The all-time favorite comfort food, this stir fried chicken noodles is most probably the most ordered take-out item across globe, but it’s equally easy to make at home and more flavorful too!
If you already know me, you must be knowing that I haven’t got over stir fried chicken noodles yet and would never will for sure!
Me and stir fried chicken noodles are best friends since a really long time and our bond is too strong to be broken so easily.
I already have many recipes of stir fried noodles, both vegetarian and non-vegetarian, up here in my blog with various tweaks here & there and all are my favorites.
I love to celebrate my love towards stir fried chicken noodles frequently; so this recipe is quite a regular on our dinner table.
Today’s stir fried chicken noodles has something new which I learned recently and wanted to see if it makes my beloved noodles any better.
Well it did and very much so! That’s why I also did make a video to share with you guys how you can make such amazing stir fried chicken noodles at home without much of a fuss!
You just need very few ingredients and about 30 minutes of time, all parts will come together beautifully and let you forget the take-out option!
My earlier recipe of stir fried chicken noodles with mushrooms were very well loved by my readers and I thank you all for such warmth.
Today I decided to skip the mushrooms as we just had that amazing grilled mushrooms on skewers few days back. So, to fill in the gap of mushrooms, I added some colorful veggies.

Data provided —
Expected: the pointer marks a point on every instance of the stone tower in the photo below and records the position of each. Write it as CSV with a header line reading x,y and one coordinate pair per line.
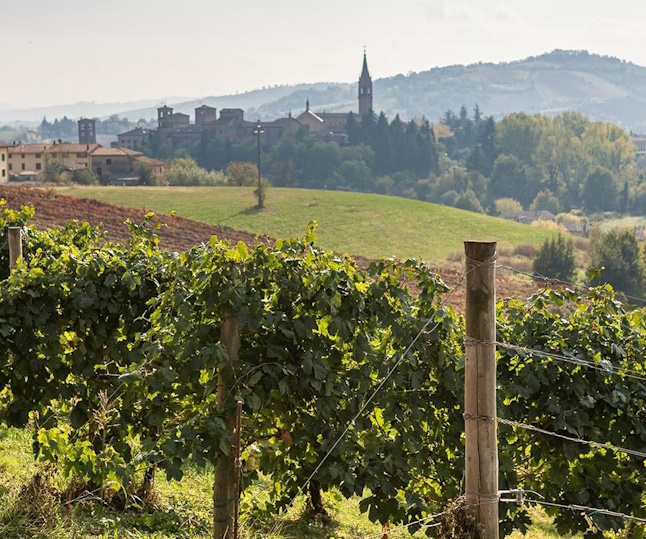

To be done —
1. Answer these questions about the stir fried chicken noodles text:
(a) About how much time does the recipe need?
(b) What ingredient from the earlier recipe is left out this time, and what replaces it?
(c) What did the author make to show how the noodles are prepared?
2. Pick up the stir fried chicken noodles text where it stops, and continue it.

Outputs in order —
1.
(a) About 30 minutes.
(b) Mushrooms are left out, and some colorful veggies replace them.
(c) A video.

2.
My favorite combination of veggies for noodles are carrot and broccoli which has amazing color contrast. If you ask me if having contrasting colors is important in food, I would definitely say ‘Yes!’.
Because that not only has a visual impact but also lifts up our appetite as well as our mind and we end up with a happy meal.
Today’s stir fried chicken noodles is pretty simple and does not involve too much chopping or pre-preparation.
And the sauce to season our stir fried chicken noodles is also very much straight-forward as I wanted a less-complicated recipe to share.
Of course, I will come up with more versions of this stir fried chicken noodles in near future with some variations, but for today I am sure you will love the simplicity of this delicious noodles as much as we did!
Stir fried recipes are always winners for us. Be it stir-fried veggies served on top of some white rice with a drizzle of an amazing combination of sauce or stir fried broccoli with shrimps or chicken, each of these are regular part of our meals.
They come together so quick making for a wholesome meal that it has to be your best friend on a busy weeknight! Expertizing the skill of stir frying is actually quite easy but may require some practice because you would need to move things very fast.
Stir frying requires very high heat which helps cook ingredients quickly but at the same time retain their crunch. Sometimes high heat may risk your ingredients get burned which is why I tried this technique of quick steaming this time and it made stir frying even more easier.
Check out the video below for a real demo and enjoy this wonderful stir fried chicken noodles with your friends and family!
- Egg noodles – 250 gms
- Chicken thighs – 300 gms, boneless and skinless, cut into 1 inch cubes
- Soy sauce – 1 tsp
- Salt – ¼ tsp
- Sugar – ½ tsp
- Black pepper – ¼ tsp
- Corn flour – 1 tsp
- Baking soda – ¼ tsp
- Water – 2 tsp
- Vegetable oil – 4 tbsp
- Ginger – 1 inch piece, very finely chopped
- Garlic – 2 full head or about 20 small cloves, very finely chopped
- Broccoli floret – 2 cups
- Carrot – 1 cup, julienned
- Take the chicken pieces in a bowl and add all the ingredients listed under marinade. Give a good mix and chill in the refrigerator for 20 minutes.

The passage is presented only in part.